TEXTE EXTRAIT
....

Enfin, le terroriste, qui a posté une photo de la tête de Samuel Paty après son crime, utilisait bien un pseudo : @Tchechene_270. Mais grâce aux métadonnées, la police a pu immédiatement relier son compte Twitter à son identité.

Lire aussi : Lever l'anonymat sur Internet ? Inutile et contre-productif !

Non, les réseaux sociaux ne sont pas des zones de non-droit

  • Ce qu'ils ont dit

Pour Xavier Bertrand, les réseaux sociaux sont des "lieux d'impunité". Le ministre de l'Intérieur, Gérald Darmanin, a sous-entendu sur Europe 1 lundi que ni l'Etat ni les plateformes ne pouvaient agir contre la "fatwa numérique" contre Samuel Paty parce qu'ils n'avaient pas "les armes pour lutter contre la haine en ligne".

  • Pourquoi c'est faux

On ne peut légalement pas dire n'importe quoi sur les réseaux sociaux. "La loi de 1881 sur la liberté de presse définit ce qu'est la liberté d'expression et encadre ses contours. Tous les propos interdits et passibles de sanctions dans la vie réelle le sont aussi dans l'espace numérique", rappelle Anne Cousin, avocate associée au sein du cabinet Herald et spécialisée dans le droit des technologies. En plus de cette loi-cadre, la Loi pour la confiance dans l'économie numérique (LCEN), promulguée en 2004, interdit notamment le harcèlement en ligne et autorise l'identification de ses auteurs en cas de plainte et dans le cadre une enquête judiciaire. Complétée au fil des ans, la LCEN a été enrichie en 2018 par une nouvelle loi, la loi dite "Schiappa", qui reconnaît et punit les cyber-harcèlements de groupe également appelés "raids numériques".

....

DONNÉES RÉPERTORIÉES
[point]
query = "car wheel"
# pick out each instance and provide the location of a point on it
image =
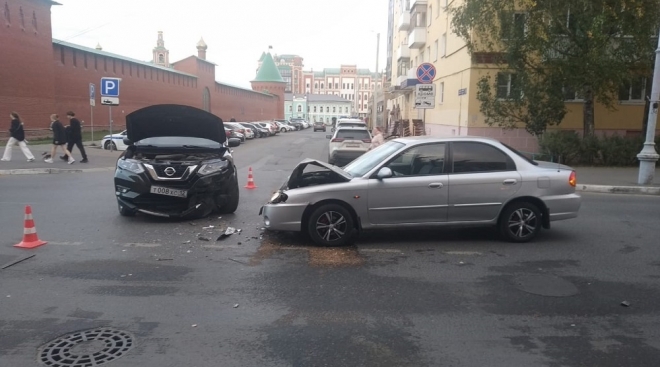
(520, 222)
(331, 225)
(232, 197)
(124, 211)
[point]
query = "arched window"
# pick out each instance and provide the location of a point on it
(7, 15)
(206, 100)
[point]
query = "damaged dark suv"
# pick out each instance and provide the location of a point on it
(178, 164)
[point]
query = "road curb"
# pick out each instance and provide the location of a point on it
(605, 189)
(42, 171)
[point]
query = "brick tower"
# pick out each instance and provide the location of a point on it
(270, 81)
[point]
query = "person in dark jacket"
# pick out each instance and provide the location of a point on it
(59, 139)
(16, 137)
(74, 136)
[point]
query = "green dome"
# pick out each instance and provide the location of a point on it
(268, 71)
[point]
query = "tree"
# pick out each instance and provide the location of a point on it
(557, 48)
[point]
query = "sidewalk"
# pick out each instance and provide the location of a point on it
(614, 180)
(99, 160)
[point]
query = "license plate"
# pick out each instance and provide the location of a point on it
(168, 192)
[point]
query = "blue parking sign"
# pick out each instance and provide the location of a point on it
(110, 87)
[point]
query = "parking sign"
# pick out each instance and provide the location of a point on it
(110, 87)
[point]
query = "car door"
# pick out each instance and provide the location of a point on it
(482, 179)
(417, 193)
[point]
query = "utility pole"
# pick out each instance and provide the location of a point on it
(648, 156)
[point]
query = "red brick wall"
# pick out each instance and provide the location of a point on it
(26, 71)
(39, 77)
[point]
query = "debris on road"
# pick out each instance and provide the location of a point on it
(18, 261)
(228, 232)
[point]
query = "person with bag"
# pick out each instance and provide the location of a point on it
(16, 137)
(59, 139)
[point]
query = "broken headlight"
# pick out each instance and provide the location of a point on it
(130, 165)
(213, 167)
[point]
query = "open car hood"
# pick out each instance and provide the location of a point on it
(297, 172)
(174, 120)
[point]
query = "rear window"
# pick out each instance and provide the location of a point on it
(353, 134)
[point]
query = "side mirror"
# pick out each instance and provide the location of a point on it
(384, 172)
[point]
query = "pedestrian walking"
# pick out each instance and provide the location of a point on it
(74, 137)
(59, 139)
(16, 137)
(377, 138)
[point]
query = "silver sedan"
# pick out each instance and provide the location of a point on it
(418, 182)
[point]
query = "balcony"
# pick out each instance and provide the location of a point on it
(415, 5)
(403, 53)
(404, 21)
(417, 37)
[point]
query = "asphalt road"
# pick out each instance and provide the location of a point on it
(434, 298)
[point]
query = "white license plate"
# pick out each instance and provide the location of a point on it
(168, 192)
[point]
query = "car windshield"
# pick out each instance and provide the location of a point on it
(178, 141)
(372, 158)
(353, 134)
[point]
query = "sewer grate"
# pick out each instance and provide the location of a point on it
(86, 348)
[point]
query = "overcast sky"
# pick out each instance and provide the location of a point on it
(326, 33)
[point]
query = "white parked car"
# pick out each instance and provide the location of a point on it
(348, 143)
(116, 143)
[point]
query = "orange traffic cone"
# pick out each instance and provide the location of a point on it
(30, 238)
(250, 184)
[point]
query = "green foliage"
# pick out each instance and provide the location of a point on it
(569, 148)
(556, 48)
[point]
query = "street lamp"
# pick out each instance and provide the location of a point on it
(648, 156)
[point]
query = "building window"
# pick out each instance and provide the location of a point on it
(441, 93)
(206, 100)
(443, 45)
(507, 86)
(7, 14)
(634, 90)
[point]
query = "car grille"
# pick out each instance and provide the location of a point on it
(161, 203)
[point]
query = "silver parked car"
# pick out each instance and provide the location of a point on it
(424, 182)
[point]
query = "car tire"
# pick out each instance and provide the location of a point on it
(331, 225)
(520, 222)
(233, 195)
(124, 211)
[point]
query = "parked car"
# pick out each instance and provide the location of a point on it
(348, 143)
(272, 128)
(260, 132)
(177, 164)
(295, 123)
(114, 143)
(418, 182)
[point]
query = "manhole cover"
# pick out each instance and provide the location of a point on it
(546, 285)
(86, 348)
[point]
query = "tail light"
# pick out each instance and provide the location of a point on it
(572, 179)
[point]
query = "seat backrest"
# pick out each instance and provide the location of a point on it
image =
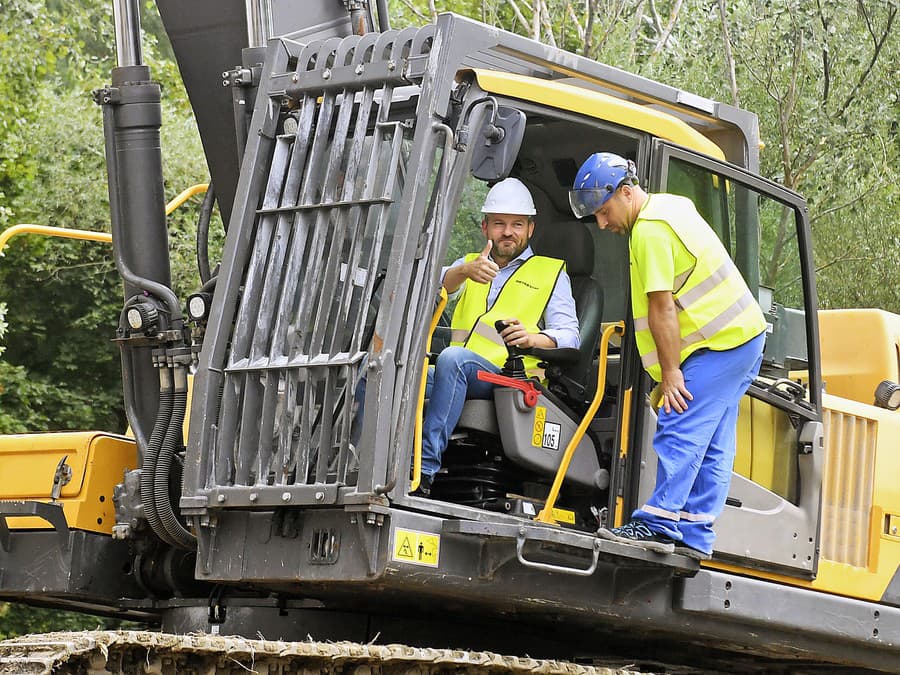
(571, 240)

....

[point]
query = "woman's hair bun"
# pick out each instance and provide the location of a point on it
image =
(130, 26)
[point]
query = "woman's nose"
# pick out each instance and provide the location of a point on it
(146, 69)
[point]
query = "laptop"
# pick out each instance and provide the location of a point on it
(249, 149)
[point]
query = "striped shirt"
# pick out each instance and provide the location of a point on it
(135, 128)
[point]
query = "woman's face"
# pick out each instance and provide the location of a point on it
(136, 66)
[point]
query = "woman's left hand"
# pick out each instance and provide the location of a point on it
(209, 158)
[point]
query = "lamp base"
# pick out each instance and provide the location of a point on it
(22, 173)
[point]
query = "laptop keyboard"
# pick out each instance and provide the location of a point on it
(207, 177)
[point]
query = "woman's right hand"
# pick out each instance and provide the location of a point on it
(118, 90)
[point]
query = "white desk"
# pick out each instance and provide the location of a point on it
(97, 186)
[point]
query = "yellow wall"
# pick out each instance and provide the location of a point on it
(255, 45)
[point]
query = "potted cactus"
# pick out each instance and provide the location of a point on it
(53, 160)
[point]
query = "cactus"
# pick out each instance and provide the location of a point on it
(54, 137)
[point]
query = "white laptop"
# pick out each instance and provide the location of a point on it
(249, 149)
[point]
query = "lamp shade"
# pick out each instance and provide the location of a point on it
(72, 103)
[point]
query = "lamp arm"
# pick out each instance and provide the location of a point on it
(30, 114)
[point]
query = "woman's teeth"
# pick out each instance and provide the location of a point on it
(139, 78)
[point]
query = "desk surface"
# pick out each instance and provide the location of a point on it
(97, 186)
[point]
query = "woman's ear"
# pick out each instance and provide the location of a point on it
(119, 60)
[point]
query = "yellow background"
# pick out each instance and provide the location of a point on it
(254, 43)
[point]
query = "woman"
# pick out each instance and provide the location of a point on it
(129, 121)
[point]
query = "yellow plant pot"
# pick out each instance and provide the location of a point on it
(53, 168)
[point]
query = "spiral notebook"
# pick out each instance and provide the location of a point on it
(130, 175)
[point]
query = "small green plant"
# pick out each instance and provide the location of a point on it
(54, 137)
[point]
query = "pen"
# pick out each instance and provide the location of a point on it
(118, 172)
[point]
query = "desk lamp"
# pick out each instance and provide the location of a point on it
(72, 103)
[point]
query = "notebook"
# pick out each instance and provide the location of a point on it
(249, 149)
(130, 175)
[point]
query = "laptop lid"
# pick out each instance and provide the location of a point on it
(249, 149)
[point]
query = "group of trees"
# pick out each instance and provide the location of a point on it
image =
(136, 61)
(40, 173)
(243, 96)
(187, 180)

....

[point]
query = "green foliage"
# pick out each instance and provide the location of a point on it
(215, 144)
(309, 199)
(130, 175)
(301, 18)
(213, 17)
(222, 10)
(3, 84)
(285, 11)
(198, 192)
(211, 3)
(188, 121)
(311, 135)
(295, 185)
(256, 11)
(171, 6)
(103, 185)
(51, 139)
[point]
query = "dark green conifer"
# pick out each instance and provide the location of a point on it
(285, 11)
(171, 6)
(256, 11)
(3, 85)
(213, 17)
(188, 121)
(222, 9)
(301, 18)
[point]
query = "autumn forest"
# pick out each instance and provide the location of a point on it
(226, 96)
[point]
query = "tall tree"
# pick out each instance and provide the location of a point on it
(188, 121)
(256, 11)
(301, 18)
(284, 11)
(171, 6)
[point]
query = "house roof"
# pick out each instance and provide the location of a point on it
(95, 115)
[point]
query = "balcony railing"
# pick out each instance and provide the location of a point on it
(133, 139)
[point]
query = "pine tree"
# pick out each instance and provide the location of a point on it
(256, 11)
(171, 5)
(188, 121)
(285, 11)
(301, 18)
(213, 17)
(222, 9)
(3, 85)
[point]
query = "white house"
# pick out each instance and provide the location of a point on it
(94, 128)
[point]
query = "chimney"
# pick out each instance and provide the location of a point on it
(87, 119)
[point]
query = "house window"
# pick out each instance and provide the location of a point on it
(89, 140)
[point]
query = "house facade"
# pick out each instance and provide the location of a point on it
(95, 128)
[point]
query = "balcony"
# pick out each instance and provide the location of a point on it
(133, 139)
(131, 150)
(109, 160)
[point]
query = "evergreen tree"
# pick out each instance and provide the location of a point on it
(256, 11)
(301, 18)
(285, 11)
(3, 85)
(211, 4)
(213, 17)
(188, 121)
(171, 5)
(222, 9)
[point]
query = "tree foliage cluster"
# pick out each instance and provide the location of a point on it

....

EXERCICES PROPOSÉS
1 – Transcrivez tout le passage du texte extrait qui va de « Enfin, le terroriste, qui » jusqu'à « et contre-productif ! ».
2 – Répondez à ces questions d'après le texte extrait.
(a) Quel pseudo le terroriste utilisait-il ?
(b) En quelle année la LCEN a-t-elle été promulguée ?
(c) Sous quel autre nom le texte désigne-t-il les cyber-harcèlements de groupe ?

SOLUTIONS CI-DESSOUS
1 –
Enfin, le terroriste, qui a posté une photo de la tête de Samuel Paty après son crime, utilisait bien un pseudo : @Tchechene_270. Mais grâce aux métadonnées, la police a pu immédiatement relier son compte Twitter à son identité.

Lire aussi : Lever l'anonymat sur Internet ? Inutile et contre-productif !

2 –
(a) @Tchechene_270
(b) En 2004
(c) Les « raids numériques »